Recentemente estive numa Assembleia de Freguesia (no Areeiro, em Lisboa, mas o que vou contar poderia ter-se passado nas Caldas ou em Coimbra) e tudo se passou como se passa desde 2016 (ano em que comecei a intervir com alguma regularidade no momento de “intervenção do público"): assembleias pouco participadas, representantes eleitos (nem todos) que não estão atentos, conversando com o colega de carteira, navegando na Internet no seu telemóvel ou vasculhando qualquer documento que levem para a assembleia. A este deficit de atenção (que diminuiu apenas quando chamei especificamente a atenção para o mesmo numa destas intervenções e após esta admoestação ter ficado em acta) há que somar outro desrespeito igualmente grave aos cidadãos que intervêm nestas assembleias e que consiste na ausência de resposta.

A ausência de resposta de um membro do executivo da junta ou dos membros da Assembleia de Freguesia é particularmente grave porque as Juntas de Freguesia são, precisamente, a primeira instância de Democracia que os cidadãos conhecem, porque são também os órgãos democráticos mais próximos (em tese) dos cidadãos e porque a ausência de resposta (que cai não somente sobre o presidente ou vogais do executivo, mas sobre o presidente da assembleia e todos os demais eleitos) consubstancia uma violação do prescrito no artigo 86 do Código do Procedimento Administrativo (anexo ao Decreto-Lei n.º 4/2015, de 7 de Janeiro) e do “prazo máximo para fornecimento de informação aos cidadãos recenseados na freguesia é de 10 dias”, que recorre em muitos regimentos de Assembleia de Freguesia deste pais, nuns casos com um máximo de 20, noutros com um máximo de 30 (!) dias, mas somando sempre (artimanha do Legislador) a expressão que empurra, de facto, a resposta dos eleitos para o infinito: “se outro prazo mais curto não for possível cumprir”. Por uma questão de decência e de respeito para com os cidadãos, esta excepção eternizante deveria ser proibida por força de lei, já que a maioria dos regimentos de juntas deste país não parecem revelar esse elementar bom senso.
★ ★ ★
* **PROBLEMA CURTO 1**
Traduza para inglês esta frase do texto sobre as assembleias de freguesia: "Por uma questão de decência e de respeito para com os cidadãos, esta excepção eternizante deveria ser proibida por força de lei, já que a maioria dos regimentos de juntas deste país não parecem revelar esse elementar bom senso."
O texto e os registos constituem materiais independentes entre si.

* **EXCERTOS DE DADOS**
★ ★ ★
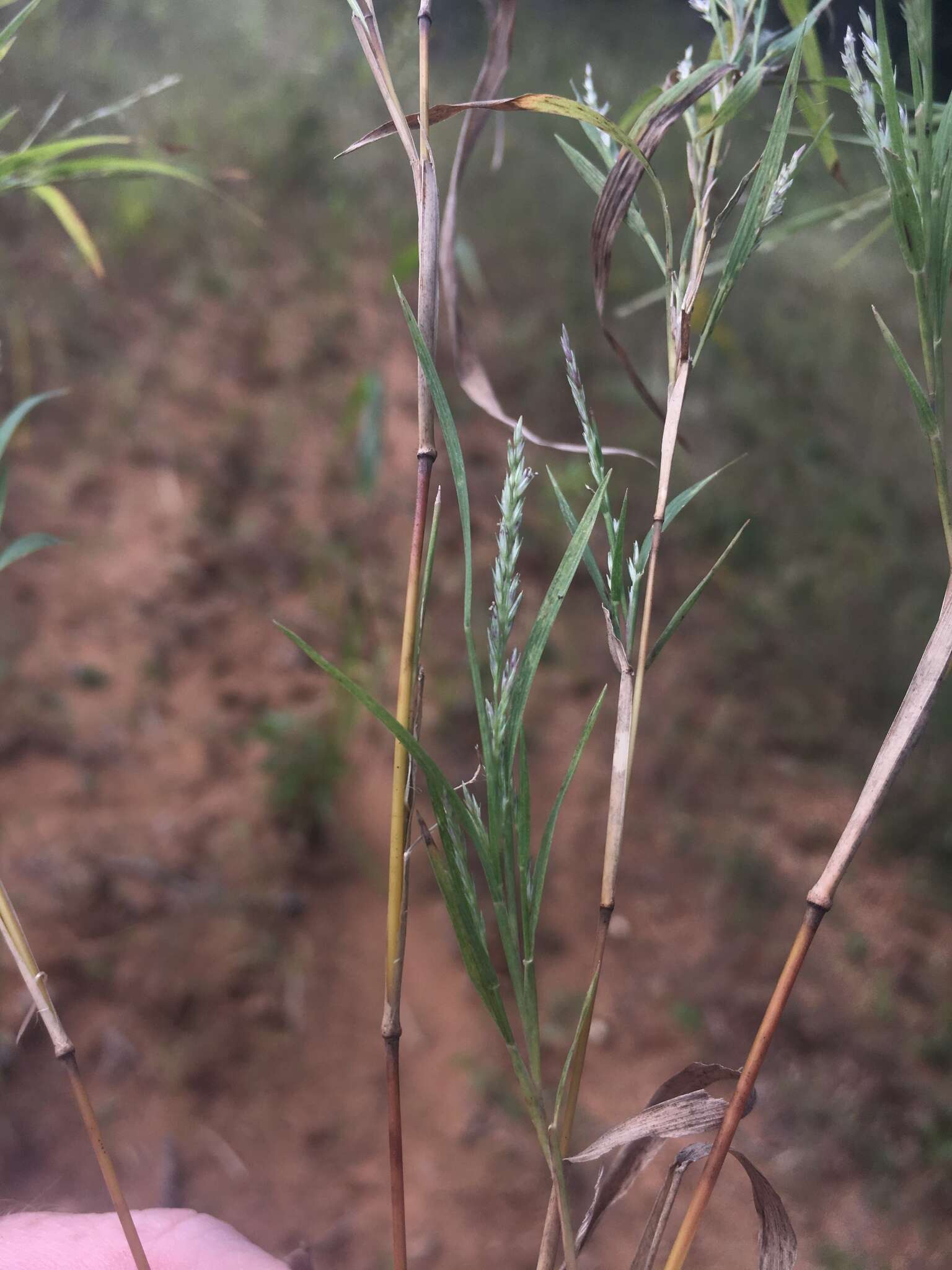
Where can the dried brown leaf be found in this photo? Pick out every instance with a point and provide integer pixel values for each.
(614, 205)
(469, 366)
(687, 1114)
(777, 1241)
(616, 1179)
(662, 1209)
★ ★ ★
* **PROBLEMA CURTO 2**
Transcreva sem alterações todas as linhas dos registos acima, deixando as imagens de fora da resposta.

* **RESPOSTA ESPERADA 1**
For the sake of decency and respect toward citizens, this perpetuating exception should be prohibited by law, since most parish council rules of procedure in this country do not seem to show that basic common sense.

* **RESPOSTA ESPERADA 2**
Where can the dried brown leaf be found in this photo? Pick out every instance with a point and provide integer pixel values for each.
(614, 205)
(469, 366)
(687, 1114)
(777, 1241)
(616, 1179)
(662, 1209)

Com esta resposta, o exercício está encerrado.